**GIVEN REQUEST:** Write the material out again exactly.

[Location annotation dataset excerpts]
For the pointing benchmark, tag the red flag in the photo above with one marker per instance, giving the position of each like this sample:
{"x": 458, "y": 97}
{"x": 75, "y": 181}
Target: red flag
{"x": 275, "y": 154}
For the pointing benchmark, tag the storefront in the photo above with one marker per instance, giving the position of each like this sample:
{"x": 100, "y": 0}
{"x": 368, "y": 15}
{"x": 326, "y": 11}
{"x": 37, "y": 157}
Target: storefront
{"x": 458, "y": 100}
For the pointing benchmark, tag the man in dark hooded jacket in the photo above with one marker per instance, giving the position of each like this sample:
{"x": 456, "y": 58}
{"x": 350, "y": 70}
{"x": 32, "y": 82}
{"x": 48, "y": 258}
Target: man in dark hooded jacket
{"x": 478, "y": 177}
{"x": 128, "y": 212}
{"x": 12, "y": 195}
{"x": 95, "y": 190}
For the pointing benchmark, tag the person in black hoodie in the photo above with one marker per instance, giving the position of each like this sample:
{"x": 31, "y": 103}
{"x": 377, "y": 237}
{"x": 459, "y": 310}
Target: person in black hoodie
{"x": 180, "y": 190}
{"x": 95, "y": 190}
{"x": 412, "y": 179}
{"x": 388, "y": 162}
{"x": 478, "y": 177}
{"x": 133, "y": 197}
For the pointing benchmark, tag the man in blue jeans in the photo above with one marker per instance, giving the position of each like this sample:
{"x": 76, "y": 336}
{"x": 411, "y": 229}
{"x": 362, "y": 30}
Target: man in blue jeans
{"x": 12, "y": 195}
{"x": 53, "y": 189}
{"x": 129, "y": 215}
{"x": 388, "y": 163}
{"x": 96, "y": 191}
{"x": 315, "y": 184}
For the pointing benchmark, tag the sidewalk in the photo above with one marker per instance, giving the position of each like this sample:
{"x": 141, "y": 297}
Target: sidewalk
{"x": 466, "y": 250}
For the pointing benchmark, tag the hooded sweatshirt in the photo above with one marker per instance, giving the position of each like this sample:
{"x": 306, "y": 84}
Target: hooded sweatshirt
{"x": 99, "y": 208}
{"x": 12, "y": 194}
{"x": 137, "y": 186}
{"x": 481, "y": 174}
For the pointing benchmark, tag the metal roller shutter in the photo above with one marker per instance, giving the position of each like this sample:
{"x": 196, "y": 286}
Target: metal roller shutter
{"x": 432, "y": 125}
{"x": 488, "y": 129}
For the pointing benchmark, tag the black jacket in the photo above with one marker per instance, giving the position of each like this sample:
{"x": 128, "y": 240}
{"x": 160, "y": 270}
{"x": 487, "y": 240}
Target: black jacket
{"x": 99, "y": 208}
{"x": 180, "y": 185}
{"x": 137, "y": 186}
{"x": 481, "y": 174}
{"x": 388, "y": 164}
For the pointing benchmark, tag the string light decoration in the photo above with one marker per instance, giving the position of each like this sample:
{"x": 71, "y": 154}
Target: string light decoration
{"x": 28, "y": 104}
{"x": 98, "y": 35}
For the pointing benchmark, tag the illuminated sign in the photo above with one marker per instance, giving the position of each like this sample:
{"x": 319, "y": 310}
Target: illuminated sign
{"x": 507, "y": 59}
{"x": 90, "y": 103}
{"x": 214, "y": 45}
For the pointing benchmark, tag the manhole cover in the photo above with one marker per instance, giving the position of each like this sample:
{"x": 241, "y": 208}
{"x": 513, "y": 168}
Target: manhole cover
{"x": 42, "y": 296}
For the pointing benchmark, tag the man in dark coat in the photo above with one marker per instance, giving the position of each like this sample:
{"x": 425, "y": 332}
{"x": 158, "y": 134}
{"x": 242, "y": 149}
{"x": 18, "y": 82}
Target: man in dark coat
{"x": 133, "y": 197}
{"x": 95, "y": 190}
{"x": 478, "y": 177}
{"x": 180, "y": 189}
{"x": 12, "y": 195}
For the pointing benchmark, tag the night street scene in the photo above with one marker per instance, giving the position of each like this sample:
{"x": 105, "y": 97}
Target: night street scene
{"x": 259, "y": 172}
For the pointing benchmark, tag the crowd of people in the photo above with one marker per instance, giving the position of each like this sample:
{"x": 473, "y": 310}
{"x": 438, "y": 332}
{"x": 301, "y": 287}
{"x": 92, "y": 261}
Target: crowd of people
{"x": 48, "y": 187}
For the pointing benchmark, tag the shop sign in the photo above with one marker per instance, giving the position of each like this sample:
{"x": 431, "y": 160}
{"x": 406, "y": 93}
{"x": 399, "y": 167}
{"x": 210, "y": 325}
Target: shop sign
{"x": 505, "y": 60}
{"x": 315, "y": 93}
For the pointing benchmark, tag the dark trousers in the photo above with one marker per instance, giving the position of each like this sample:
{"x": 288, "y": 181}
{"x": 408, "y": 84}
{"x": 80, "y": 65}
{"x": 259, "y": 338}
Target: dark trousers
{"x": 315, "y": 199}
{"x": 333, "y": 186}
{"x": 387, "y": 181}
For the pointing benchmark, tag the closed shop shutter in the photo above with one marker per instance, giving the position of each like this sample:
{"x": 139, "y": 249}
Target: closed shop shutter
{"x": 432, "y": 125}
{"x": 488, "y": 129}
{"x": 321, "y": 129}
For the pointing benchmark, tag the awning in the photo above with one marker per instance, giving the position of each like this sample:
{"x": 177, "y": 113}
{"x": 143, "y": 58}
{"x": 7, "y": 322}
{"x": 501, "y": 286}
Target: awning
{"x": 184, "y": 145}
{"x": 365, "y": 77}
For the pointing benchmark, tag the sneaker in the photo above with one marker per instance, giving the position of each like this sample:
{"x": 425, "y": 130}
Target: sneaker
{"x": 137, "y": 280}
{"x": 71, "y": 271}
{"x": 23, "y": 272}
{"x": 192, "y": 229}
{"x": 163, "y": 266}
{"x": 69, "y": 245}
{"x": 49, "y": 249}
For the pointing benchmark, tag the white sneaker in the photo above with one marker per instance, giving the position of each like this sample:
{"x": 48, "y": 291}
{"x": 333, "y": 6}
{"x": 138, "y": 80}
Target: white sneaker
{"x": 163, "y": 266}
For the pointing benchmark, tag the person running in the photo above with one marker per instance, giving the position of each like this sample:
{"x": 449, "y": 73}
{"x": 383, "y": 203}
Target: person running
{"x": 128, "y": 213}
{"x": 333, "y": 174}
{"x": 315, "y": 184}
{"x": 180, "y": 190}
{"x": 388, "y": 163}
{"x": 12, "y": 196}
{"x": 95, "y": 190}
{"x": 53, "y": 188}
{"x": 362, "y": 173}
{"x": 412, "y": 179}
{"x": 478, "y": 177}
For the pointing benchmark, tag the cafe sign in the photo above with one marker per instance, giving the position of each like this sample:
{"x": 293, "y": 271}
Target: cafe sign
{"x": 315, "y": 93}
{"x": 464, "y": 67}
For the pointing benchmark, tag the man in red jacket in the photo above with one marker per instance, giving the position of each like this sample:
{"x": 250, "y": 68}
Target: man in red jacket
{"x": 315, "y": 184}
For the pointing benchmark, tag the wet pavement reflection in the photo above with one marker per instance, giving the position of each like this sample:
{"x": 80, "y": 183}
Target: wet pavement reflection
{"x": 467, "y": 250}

**EXERCISE OUTPUT:**
For the pointing benchmark, tag the red flag in the photo above with one marker per instance, giving the position of each like this sample:
{"x": 458, "y": 97}
{"x": 75, "y": 181}
Target: red flag
{"x": 275, "y": 154}
For the pointing benchmark, tag the storefront in the photo above with one marker per instance, giving the position of each like this sample:
{"x": 100, "y": 0}
{"x": 368, "y": 15}
{"x": 326, "y": 11}
{"x": 37, "y": 157}
Target: storefront
{"x": 458, "y": 100}
For the pointing benchmark, tag the man in dark hooded jacket in the photo above with one marker per instance, giving the position of each like this sample:
{"x": 456, "y": 58}
{"x": 350, "y": 70}
{"x": 32, "y": 82}
{"x": 48, "y": 258}
Target: man in dark hooded jacket
{"x": 478, "y": 177}
{"x": 128, "y": 212}
{"x": 12, "y": 195}
{"x": 95, "y": 190}
For the pointing benchmark, tag the person in black hoodie in the photo above with one marker per instance, giving the position of each like this sample:
{"x": 31, "y": 103}
{"x": 377, "y": 237}
{"x": 459, "y": 310}
Target: person in black hoodie
{"x": 180, "y": 190}
{"x": 95, "y": 190}
{"x": 412, "y": 179}
{"x": 388, "y": 162}
{"x": 478, "y": 177}
{"x": 133, "y": 197}
For the pointing benchmark, tag the man in blue jeans in the photo above with one marker per instance, giving the position of each like this sample:
{"x": 76, "y": 336}
{"x": 411, "y": 229}
{"x": 362, "y": 30}
Target: man in blue jeans
{"x": 12, "y": 195}
{"x": 53, "y": 189}
{"x": 129, "y": 215}
{"x": 388, "y": 163}
{"x": 96, "y": 191}
{"x": 315, "y": 184}
For the pointing benchmark, tag the sidewalk in the photo above with one marker per instance, giving the position of each like this sample:
{"x": 141, "y": 297}
Target: sidewalk
{"x": 466, "y": 250}
For the pointing benchmark, tag the hooded sweatshirt in the photo above with one marker per instance, giving the position of each like this sample:
{"x": 306, "y": 84}
Target: hooded sweatshirt
{"x": 99, "y": 208}
{"x": 12, "y": 194}
{"x": 137, "y": 186}
{"x": 481, "y": 174}
For the pointing benchmark, tag the metal roller shutter in the photo above with one marker per instance, giving the position of each like this sample:
{"x": 196, "y": 286}
Target: metal roller shutter
{"x": 432, "y": 125}
{"x": 488, "y": 129}
For the pointing benchmark, tag the black jacket in the photo above with one marker per instance, giving the position of each like this sample:
{"x": 128, "y": 240}
{"x": 160, "y": 270}
{"x": 487, "y": 240}
Target: black jacket
{"x": 99, "y": 208}
{"x": 180, "y": 185}
{"x": 137, "y": 186}
{"x": 481, "y": 174}
{"x": 388, "y": 164}
For the pointing benchmark, tag the string light decoration in the photo above with one marker per instance, giving the position of each like this sample:
{"x": 71, "y": 154}
Target: string light decoration
{"x": 28, "y": 104}
{"x": 98, "y": 35}
For the pointing benchmark, tag the illuminated sign in the photo above with one marker per instance, giving the position of each like this sample:
{"x": 319, "y": 310}
Target: illuminated sign
{"x": 507, "y": 59}
{"x": 90, "y": 103}
{"x": 214, "y": 45}
For the pointing benchmark, tag the manhole cover in the photo above with one marker per instance, giving the position of each like this sample:
{"x": 241, "y": 208}
{"x": 513, "y": 168}
Target: manhole cover
{"x": 42, "y": 296}
For the pointing benchmark, tag the man in dark coat in the photo above with one marker per instance, giving the position of each like this sample:
{"x": 425, "y": 332}
{"x": 158, "y": 134}
{"x": 242, "y": 149}
{"x": 18, "y": 82}
Target: man in dark coat
{"x": 133, "y": 197}
{"x": 95, "y": 190}
{"x": 478, "y": 177}
{"x": 180, "y": 189}
{"x": 12, "y": 195}
For the pointing benchmark, tag the night street scene in the photo above with one marker per instance, giving the position of each like this sample:
{"x": 105, "y": 97}
Target: night street scene
{"x": 259, "y": 172}
For the pointing benchmark, tag the crowd of people in the photo above with one marker per instance, giving the position of each like this sample:
{"x": 473, "y": 310}
{"x": 438, "y": 332}
{"x": 301, "y": 287}
{"x": 92, "y": 261}
Target: crowd of people
{"x": 48, "y": 187}
For the pointing benchmark, tag the shop sign in the photo above with one marker per instance, giving the position of each like this sample:
{"x": 431, "y": 160}
{"x": 406, "y": 93}
{"x": 399, "y": 167}
{"x": 210, "y": 325}
Target: shop sign
{"x": 505, "y": 60}
{"x": 315, "y": 93}
For the pointing benchmark, tag the dark trousers in the photo above with one marker per instance, giving the position of each like this sample:
{"x": 288, "y": 181}
{"x": 408, "y": 84}
{"x": 80, "y": 65}
{"x": 259, "y": 338}
Target: dark trousers
{"x": 315, "y": 199}
{"x": 333, "y": 186}
{"x": 387, "y": 181}
For the pointing benchmark, tag the closed shop shutter in the photo above with one marker per instance, giving the position of each like this sample:
{"x": 139, "y": 249}
Target: closed shop shutter
{"x": 432, "y": 125}
{"x": 488, "y": 129}
{"x": 321, "y": 129}
For the pointing benchmark, tag the awning in the photo above with one marker per instance, giving the position of each like this sample:
{"x": 177, "y": 113}
{"x": 143, "y": 58}
{"x": 7, "y": 322}
{"x": 501, "y": 286}
Target: awning
{"x": 184, "y": 145}
{"x": 365, "y": 77}
For the pointing benchmark, tag the sneaker in the photo above with one marker per instance, giving the position of each like this sample:
{"x": 425, "y": 130}
Target: sneaker
{"x": 137, "y": 280}
{"x": 71, "y": 271}
{"x": 23, "y": 272}
{"x": 192, "y": 229}
{"x": 163, "y": 266}
{"x": 69, "y": 245}
{"x": 49, "y": 249}
For the pointing benchmark, tag the white sneaker in the photo above with one marker per instance, giving the position of each like this sample:
{"x": 48, "y": 291}
{"x": 333, "y": 6}
{"x": 138, "y": 80}
Target: white sneaker
{"x": 163, "y": 266}
For the pointing benchmark, tag the person running in the photo above with one marker per instance, giving the position of each like this sample:
{"x": 449, "y": 73}
{"x": 383, "y": 203}
Target: person running
{"x": 128, "y": 213}
{"x": 333, "y": 174}
{"x": 315, "y": 184}
{"x": 180, "y": 190}
{"x": 388, "y": 163}
{"x": 12, "y": 196}
{"x": 95, "y": 190}
{"x": 53, "y": 188}
{"x": 362, "y": 173}
{"x": 412, "y": 179}
{"x": 478, "y": 177}
For the pointing benchmark, tag the cafe sign in the photo above with one marker per instance, giving the position of each like this sample:
{"x": 293, "y": 271}
Target: cafe sign
{"x": 315, "y": 93}
{"x": 464, "y": 67}
For the pointing benchmark, tag the man in red jacket in the photo above with one marker per instance, giving the position of each like this sample:
{"x": 250, "y": 68}
Target: man in red jacket
{"x": 315, "y": 184}
For the pointing benchmark, tag the wet pavement reflection in the photo above with one marker per instance, giving the position of each like this sample:
{"x": 80, "y": 183}
Target: wet pavement reflection
{"x": 467, "y": 250}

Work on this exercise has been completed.